TEXT PASSAGE:
** START **
Northern Illinois Destinations: The Adler Planetarium, Chicago, Illinois

I think I’ve been to the Adler Planetarium four times in my life. I remember going there once when I was quite young indeed and the planetarium show scared me. They were talking about the other planets and mentioned that the atmosphere of Jupiter was poisonous. I had uncorrected nearsightedness at that age* and the image that accompanied that statement looked frightening to me, like some kind of wall that was melting gruesomely. I sometimes wonder what that image actually was.

So, as a result, I wasn’t a fan until I got to be much older (and got glasses). I think we did one field trip there, but don’t quote me on that. The next time I am certain that we went was when I was in my teens or early twenties and the show was different. The one thing I came away with that time was that the Planetarium show was great, but that the building itself is very small, and the exhibits were not terribly exciting.

I returned again in August of 2016. There is a planetarium in Salt Lake City that Alex and I didn’t have a chance to visit, so I promised him a trip to the Adler during our Chicago trip. The building is much larger now. Well, they haven’t actually enlarged the building, because it’s a landmark, but they added a glassed-in portion that’s probably as large as the original building itself, plus it has several sublevels.

When we went, there were exhibits on telescopes, the nature of the universe, a model solar system that is beautiful but certainly didn’t look to scale to me. They also have a meteorite that you can touch. One can also see the oldest planetarium in the city, the Atwood Sphere, which dates from 1913 and has 692 holes drilled in it, each representing one of the brightest stars in the sky.

See what I mean about this not looking like it’s to scale? Jupiter and Saturn are almost touching and they look awfully close to Venus there.
** END **
Object point labels:
** START **
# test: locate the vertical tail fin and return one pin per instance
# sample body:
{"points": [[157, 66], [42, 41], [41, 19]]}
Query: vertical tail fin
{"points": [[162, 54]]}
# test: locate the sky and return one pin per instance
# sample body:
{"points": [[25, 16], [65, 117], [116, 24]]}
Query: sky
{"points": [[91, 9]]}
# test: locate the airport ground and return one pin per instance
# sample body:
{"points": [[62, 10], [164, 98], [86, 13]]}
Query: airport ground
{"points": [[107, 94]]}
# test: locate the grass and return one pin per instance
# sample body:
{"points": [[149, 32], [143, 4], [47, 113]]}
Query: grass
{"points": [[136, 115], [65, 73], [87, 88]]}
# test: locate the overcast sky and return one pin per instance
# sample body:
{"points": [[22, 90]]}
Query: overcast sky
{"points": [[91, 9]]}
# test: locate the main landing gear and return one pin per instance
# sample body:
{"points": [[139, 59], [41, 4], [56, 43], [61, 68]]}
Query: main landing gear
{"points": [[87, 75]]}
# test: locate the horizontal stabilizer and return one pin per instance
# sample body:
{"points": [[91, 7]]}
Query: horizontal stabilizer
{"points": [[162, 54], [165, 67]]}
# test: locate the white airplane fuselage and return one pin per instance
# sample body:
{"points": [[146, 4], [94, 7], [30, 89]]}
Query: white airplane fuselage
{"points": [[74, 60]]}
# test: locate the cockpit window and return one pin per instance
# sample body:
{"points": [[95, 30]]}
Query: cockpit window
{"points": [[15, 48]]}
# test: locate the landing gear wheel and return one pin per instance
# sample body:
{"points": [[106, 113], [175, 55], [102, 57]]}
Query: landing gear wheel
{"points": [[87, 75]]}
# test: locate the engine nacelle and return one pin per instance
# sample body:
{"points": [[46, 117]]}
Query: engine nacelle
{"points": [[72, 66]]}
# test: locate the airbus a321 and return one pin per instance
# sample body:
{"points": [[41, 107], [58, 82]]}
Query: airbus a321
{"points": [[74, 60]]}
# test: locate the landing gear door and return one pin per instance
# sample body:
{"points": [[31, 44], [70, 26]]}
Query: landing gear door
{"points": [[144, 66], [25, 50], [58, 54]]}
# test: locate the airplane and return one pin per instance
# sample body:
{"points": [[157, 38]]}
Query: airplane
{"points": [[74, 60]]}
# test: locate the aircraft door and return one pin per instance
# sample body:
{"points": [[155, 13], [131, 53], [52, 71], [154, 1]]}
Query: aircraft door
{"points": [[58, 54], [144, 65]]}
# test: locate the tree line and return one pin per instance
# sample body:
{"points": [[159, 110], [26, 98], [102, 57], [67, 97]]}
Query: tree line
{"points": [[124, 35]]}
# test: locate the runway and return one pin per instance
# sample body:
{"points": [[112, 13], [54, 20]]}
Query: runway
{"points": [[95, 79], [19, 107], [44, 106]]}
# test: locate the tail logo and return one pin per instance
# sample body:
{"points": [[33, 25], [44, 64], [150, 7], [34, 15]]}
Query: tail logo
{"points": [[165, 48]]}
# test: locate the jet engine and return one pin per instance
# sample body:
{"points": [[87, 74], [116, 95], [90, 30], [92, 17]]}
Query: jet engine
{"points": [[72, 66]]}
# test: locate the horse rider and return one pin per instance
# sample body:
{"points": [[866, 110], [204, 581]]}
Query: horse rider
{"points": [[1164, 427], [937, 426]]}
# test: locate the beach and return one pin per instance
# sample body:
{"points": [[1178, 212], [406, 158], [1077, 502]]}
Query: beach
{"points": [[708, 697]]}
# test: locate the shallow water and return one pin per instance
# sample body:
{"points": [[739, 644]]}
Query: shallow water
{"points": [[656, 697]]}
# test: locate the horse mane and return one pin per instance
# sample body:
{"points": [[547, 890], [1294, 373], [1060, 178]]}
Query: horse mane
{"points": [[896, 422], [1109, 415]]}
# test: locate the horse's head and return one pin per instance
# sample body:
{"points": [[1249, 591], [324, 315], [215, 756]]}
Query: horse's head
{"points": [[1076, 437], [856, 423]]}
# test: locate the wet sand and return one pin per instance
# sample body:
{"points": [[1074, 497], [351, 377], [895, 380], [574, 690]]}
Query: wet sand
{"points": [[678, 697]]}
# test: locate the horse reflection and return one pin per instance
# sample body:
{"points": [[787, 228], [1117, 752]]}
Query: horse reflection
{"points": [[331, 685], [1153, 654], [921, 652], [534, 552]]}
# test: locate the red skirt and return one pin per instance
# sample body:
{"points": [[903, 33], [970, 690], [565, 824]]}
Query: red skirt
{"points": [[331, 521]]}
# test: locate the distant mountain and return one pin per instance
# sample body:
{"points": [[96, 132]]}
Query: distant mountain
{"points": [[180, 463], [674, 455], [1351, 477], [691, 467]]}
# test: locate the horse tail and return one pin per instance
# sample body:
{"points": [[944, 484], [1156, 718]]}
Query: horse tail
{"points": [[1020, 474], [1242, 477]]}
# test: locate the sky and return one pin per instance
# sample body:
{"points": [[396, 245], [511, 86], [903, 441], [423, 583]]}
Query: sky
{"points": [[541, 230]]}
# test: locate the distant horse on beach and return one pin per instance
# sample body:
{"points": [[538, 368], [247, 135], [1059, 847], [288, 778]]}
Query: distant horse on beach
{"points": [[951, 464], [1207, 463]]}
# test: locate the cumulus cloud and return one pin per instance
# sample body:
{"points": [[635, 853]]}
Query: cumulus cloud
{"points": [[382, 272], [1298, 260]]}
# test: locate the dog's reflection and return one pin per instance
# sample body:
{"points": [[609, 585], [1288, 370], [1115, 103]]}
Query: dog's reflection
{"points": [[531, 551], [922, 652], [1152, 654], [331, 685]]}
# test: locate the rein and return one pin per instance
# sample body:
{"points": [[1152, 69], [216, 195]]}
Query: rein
** END **
WHAT IS REQUIRED:
Name every planet mentioned in the Adler Planetarium piece.

WRITTEN REPLY:
Jupiter, Saturn, Venus